--- start Records shown ---

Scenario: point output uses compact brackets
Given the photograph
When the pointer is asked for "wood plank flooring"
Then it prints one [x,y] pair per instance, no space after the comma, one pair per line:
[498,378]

--- end Records shown ---

→ **Task statement**
Convert every line of the records above into a JSON list of strings, one string per line, leaving out any blank lines.

→ **Correct output**
[
  "Scenario: point output uses compact brackets",
  "Given the photograph",
  "When the pointer is asked for \"wood plank flooring\"",
  "Then it prints one [x,y] pair per instance, no space after the comma, one pair per line:",
  "[498,378]"
]